*BRANO ESTRATTO*
++++++++++
Rosa Balistreri nata a Licata, in provincia di Agrigento, il 21 marzo del 1927, nei primi anni Cinquanta emigra a Firenze insieme al fratello e alla madre con i quali dapprima apre un negozio di frutta e verdura. Nei primi anni sessanta incontra un pittore siciliano che si innamora di lei e la introduce nel mondo completamente nuovo della cultura. A casa di lui incontra il poeta Ignazio Buttitta che così avrebbe ricordato nel 1984: “...Rosa cantò il lamento della morte di Turiddu Carnivali che è un mio poemetto. Io quella sera non la dimenticherò mai. La voce di Rosa, il suo canto strozzato, drammatico, angosciato, pareva che venissero dalla terra arsa della Sicilia. Ho avuto l'impressione di averla conosciuta sempre, di averla vista nascere e sentita per tutta la vita: bambina, scalza, povera, donna, madre, perchè Rosa Balistreri è un personaggio favoloso, direi un dramma, un romanzo, un film senza volto” (da: http://www.csssstrinakria.org/balistreri.htm centro studi storici siciliani).
Dal 1966, dopo la partecipazione a “Ci ragiono e canto”, Rosa inizia a incidere dischi. Nel 1971 si trasferisce a Palermo, dove frequenta personaggi come il pittore Guttuso e Buttitta, che scrive per lei numerose liriche andatesi ad aggiungere al suo vastissimo repertorio: dai canti appresi durante l'infanzia a canti popolari di varia provenienza. Ascoltandola cantare si rimane impressionati dalla carica umana, dal timbro forte ed originale della sua voce e dal tono fortemente drammatico con cui, interpretando le canzoni popolari siciliane, riusciva a esprimere il senso di povertà e orgoglio del popolo.
Dopo la sua morte, avvenuta a Palermo nel 1990, è rimasta dimenticata, ma negli ultimi anni l’editore Francesco Giunta sta raccogliendo la sua vastissima produzione sparsa in molte registrazioni di concerti e in dischi delle più svariate case discografiche. Grazie al suo interessamento, lo scorso settembre Palermo ha voluto dedicare a Rosa Balistreri un concerto in cui tre importanti cantanti della canzone popolare come Lucilla Galeazzi, Clara Murtas e Fausta Vetere hanno ridato vita al suo repertorio insieme al gruppo musicale “I pirati a Palermu oggi”, formato da giovani intorno ai 25 anni.

Lucilla Galeazzi cantante folk italiana, che lo scorso anno con il suo CD “Amore e acciaio” ha riscosso uno straordinario successo di critica, ottenendo tutti i riconoscimenti possibili per una cantante popolare, tra cui la targa Tenco come miglior disco della canzone popolare, ha gentilmente risposto ad alcune nostre domande.
++++++++++
*BLOCCO DATI*
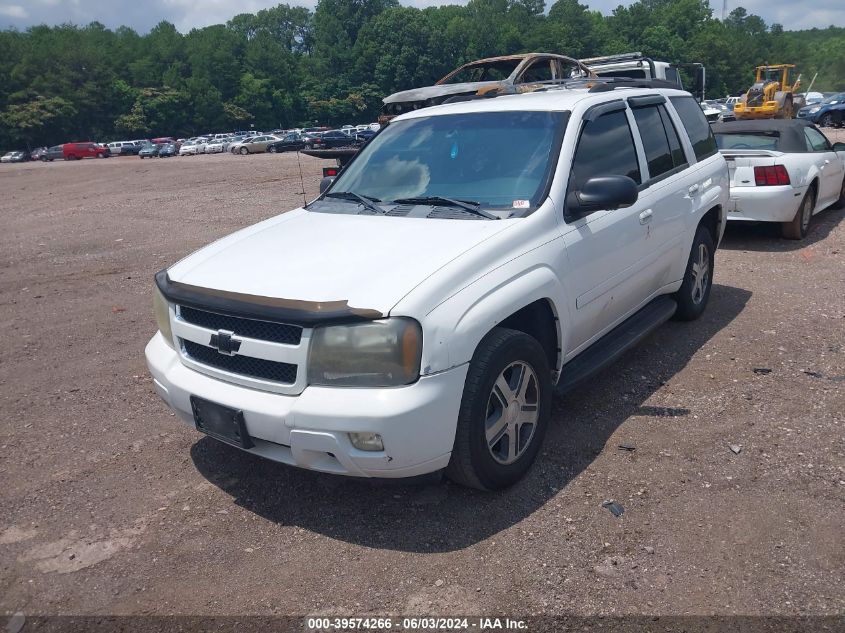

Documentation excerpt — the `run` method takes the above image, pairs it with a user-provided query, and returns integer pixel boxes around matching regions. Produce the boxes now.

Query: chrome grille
[182,339,297,385]
[179,306,302,345]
++++++++++
*PROBLEMA BREVE*
Continua il brano su Rosa Balistreri riprendendo subito dopo la sua ultima frase.

*RISPOSTA AL COMPITO*
Perché oggi rivalutare una cantante come Rosa Balistreri?
Perché se lo merita, è stata una grande cantante che ha dato vita a un repertorio così bello e vasto, lasciando una importante eredità per tutta la cultura musicale e popolare. E poi perché oggi i ragazzi e le ragazze siciliane riascoltando le canzoni cantate da lei possono ispirarsi a questo grande repertorio per ripercorrere la propria quotidianità, e anche rivalutare tutta una musicalità e utilizzo di strumenti che altrimenti rischiano di essere dimenticati.
Le sue canzoni sono ancora attuali?
L’attualità è che queste canzoni non si sono invecchiate di un giorno e che la sua mirabile capacità di espressione lirica e la carnosità della sua voce, sempre nutrita da grande passionalità, suscita ancora oggi delle emozioni profonde che entrano ad un livello diverso da quello verbale: facendoci direttamente provare emozioni forti, come ad esempio lo sdegno. L’interprete popolare è anche compositore, e lei aveva questa grande capacità di reinventare canzoni anche antiche facendo smuovere gli animi di chi l’ascoltava.
Tu come l’hai conosciuta?
Io non l’ho conosciuta personalmente, ma ho assistito ammirata ad alcuni suoi concerti negli anni Settanta, certo allora non avrei mai immaginato che io stessa avrei insegnato ai miei allievi l’importanza dell’eredità di Rosa Balistieri per tutta la cultura popolare, che da Rosa in poi si è molto arricchita. Le stesse canzoni dal momento in cui sono state interpretate da lei hanno acquistato una nuova energia entrando nella Storia con una voce femminile coraggiosa e potente come la sua. Fausta Vetere (la cantane della nuova compagnia di canto popolare), che ha avuto la fortuna di cantare con lei a dei concerti, raccontava di essere impressionata dal coraggio che aveva nel parlare in pubblico dire le cose per come stavano, e denunciare apertamente. Un giorno le aveva chiesto se non avesse paura della mafia e lei aveva risposto: “perché cosa mi possono fare con tutto quello che ho sofferto già io nella vita!”.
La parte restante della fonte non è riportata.